**What the exercise asks**. Please list every line of the material below that contains the string "green", copying each such line in full.

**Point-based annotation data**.
....................
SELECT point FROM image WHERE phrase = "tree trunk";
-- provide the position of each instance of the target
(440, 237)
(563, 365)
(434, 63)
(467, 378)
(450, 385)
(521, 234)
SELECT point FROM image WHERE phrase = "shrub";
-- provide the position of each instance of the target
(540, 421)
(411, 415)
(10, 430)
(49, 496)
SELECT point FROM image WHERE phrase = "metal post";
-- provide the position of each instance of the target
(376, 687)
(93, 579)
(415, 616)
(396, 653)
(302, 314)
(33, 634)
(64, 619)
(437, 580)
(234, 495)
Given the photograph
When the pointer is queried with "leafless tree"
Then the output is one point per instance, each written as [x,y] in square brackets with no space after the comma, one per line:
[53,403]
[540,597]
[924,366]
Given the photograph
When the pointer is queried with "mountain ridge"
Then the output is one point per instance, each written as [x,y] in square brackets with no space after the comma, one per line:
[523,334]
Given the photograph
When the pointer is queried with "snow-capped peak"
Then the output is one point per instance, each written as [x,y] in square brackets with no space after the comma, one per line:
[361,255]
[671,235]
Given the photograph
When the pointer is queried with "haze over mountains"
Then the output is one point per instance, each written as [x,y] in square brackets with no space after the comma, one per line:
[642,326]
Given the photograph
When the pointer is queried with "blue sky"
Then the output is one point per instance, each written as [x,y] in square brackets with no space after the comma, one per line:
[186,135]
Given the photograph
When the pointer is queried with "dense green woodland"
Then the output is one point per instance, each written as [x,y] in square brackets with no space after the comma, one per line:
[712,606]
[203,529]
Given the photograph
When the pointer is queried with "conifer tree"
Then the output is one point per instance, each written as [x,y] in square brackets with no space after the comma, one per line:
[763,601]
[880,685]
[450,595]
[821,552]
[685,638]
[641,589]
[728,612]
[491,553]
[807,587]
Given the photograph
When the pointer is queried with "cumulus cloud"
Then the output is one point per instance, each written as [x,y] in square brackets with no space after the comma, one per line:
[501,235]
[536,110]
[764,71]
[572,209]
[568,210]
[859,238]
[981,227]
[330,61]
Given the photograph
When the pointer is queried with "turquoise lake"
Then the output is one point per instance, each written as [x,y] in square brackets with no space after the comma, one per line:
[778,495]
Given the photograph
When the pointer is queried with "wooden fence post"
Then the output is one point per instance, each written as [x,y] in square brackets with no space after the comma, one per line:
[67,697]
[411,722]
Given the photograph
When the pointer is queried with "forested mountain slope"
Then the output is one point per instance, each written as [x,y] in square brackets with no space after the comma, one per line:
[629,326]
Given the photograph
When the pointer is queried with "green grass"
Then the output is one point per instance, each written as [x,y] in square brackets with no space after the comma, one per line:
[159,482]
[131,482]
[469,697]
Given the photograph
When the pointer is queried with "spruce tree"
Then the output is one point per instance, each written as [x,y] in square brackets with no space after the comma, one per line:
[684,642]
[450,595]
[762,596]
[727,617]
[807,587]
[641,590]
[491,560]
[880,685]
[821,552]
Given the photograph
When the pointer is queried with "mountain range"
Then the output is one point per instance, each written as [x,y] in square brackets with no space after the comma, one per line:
....................
**Solution for this task**.
When the pointer is queried with "dense green woodland"
When the pointer is queried with "green grass"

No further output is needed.